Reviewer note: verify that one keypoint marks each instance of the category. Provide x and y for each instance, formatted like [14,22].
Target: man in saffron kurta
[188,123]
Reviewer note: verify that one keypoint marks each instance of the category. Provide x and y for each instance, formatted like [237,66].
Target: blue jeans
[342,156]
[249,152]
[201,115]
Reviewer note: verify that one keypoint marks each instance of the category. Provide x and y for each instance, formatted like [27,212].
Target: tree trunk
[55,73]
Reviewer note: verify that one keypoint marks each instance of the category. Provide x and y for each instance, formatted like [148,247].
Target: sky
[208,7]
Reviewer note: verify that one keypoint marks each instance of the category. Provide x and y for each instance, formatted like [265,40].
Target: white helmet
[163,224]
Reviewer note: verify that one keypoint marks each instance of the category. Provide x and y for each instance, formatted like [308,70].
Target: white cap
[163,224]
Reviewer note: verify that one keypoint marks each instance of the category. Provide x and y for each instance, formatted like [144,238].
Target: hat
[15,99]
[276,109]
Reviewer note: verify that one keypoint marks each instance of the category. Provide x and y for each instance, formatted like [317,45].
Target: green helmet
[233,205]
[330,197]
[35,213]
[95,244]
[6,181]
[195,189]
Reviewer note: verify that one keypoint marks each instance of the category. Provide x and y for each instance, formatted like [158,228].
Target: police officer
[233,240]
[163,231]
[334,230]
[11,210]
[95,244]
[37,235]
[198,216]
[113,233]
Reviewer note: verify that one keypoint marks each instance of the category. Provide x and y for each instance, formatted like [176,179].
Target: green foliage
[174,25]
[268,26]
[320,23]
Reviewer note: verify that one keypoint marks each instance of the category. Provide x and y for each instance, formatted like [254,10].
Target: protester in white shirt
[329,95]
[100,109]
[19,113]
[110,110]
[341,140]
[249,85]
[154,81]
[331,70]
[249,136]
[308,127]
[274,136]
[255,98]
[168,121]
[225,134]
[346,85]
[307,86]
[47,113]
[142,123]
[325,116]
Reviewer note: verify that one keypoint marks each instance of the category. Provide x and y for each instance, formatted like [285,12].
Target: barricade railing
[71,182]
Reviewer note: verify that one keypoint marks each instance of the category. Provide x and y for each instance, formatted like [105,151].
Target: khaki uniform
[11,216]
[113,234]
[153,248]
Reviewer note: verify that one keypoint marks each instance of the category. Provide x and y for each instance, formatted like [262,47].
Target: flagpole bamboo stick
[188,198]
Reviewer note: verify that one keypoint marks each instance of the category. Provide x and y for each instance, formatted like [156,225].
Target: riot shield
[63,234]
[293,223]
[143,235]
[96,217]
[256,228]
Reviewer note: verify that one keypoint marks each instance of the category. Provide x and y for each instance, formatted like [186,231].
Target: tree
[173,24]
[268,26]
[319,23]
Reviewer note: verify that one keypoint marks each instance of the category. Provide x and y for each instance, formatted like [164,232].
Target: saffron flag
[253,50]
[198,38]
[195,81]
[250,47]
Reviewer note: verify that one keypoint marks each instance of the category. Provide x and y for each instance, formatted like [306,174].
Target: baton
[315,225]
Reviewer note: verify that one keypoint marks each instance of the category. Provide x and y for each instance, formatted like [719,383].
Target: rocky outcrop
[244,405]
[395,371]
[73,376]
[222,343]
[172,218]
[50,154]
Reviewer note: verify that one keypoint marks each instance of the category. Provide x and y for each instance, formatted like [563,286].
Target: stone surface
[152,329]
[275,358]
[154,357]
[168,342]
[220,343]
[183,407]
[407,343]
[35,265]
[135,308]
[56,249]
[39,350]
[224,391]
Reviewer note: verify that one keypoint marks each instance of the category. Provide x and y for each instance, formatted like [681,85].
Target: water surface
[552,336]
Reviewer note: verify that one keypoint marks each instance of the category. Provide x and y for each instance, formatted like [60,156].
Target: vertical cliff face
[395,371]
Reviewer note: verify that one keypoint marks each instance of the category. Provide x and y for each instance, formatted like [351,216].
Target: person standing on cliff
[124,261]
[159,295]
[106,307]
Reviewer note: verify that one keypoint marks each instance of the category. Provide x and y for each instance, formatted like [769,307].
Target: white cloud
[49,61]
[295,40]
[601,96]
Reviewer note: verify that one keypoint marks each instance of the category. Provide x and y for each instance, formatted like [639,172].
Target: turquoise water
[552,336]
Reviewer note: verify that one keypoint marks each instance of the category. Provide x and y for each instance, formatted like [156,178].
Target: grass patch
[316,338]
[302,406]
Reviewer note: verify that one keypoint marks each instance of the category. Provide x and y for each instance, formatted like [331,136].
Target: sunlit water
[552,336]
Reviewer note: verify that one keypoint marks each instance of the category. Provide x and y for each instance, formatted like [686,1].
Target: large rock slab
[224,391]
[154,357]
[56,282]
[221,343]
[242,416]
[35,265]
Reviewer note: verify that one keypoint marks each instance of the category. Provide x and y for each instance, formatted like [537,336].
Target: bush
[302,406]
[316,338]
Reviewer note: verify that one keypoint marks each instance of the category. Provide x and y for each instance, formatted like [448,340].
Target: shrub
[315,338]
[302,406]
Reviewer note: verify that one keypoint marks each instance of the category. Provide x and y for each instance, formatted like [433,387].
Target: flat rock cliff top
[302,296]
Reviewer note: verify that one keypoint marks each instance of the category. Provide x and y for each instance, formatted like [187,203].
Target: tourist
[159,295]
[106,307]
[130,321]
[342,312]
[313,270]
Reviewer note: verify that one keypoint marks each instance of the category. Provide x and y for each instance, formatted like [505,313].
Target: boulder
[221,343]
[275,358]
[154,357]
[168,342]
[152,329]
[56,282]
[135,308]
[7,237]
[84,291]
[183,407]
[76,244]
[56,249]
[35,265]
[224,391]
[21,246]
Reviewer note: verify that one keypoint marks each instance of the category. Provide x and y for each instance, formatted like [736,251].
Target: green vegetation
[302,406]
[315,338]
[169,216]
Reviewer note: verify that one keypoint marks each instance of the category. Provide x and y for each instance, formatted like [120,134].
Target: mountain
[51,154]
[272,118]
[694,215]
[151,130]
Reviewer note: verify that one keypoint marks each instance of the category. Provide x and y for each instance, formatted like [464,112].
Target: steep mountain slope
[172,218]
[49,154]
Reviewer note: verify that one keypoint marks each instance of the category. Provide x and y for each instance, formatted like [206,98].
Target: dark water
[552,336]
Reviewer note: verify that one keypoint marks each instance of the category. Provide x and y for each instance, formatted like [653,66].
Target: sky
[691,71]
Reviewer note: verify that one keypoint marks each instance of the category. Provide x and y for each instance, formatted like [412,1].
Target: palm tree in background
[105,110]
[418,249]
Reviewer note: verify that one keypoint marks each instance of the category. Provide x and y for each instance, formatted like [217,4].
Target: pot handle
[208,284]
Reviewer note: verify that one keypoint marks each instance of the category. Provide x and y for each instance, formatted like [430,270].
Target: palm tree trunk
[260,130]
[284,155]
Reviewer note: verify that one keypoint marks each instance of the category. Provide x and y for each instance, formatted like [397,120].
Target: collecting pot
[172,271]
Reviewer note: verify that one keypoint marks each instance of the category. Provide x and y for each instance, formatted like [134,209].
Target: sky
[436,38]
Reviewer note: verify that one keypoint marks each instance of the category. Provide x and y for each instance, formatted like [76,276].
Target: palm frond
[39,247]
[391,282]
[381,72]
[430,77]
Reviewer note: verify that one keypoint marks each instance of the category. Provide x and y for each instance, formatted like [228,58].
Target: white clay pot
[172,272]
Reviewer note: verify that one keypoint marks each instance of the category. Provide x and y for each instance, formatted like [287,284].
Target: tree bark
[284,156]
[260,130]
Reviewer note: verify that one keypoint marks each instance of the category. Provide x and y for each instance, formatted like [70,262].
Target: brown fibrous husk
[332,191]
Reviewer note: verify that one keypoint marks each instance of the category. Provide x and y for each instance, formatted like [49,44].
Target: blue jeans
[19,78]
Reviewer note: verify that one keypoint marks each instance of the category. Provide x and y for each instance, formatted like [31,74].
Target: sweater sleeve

::::::::::

** TASK **
Switch "Target" to "Label" in the lines starting at the one containing "formatted like [430,270]." and ending at the end of the entries. Give back only those lines, with nothing else changed.

** FULL OUTPUT **
Reviewer note: verify that one keypoint marks each instance of the category. Provide x and y for each instance, formatted like [430,270].
Label: palm tree trunk
[260,130]
[284,155]
Reviewer note: verify that one keypoint marks each instance of the category. Provide x and y for each instance, formatted like [397,120].
Label: collecting pot
[172,271]
Reviewer note: verify that one keypoint marks each instance of the category. Provide x and y for each instance, formatted like [134,209].
Label: sky
[436,38]
Reviewer note: verify that one keypoint marks each instance of the category. Provide x and y for each instance, formatted like [76,276].
Label: palm frond
[39,247]
[391,282]
[381,72]
[430,77]
Reviewer note: verify that one keypoint marks each instance of the category. Provide x and y for each instance, formatted like [228,58].
Label: white clay pot
[172,272]
Reviewer note: verify that one keypoint marks each instance of the category. Provide x and y for each instance, formatted like [287,284].
Label: tree bark
[284,156]
[260,130]
Reviewer note: verify that one keypoint marks each instance of the category. Provide x and y for each instance, formatted like [70,262].
Label: brown fibrous husk
[332,191]
Reviewer note: verify that one keypoint marks each instance of the category. Provide x and y for each instance, formatted like [49,44].
Label: blue jeans
[19,78]
Reviewer note: verify that one keypoint marks each instance of the category. Provide x and y for each instance, formatted like [31,74].
Label: sweater sleeve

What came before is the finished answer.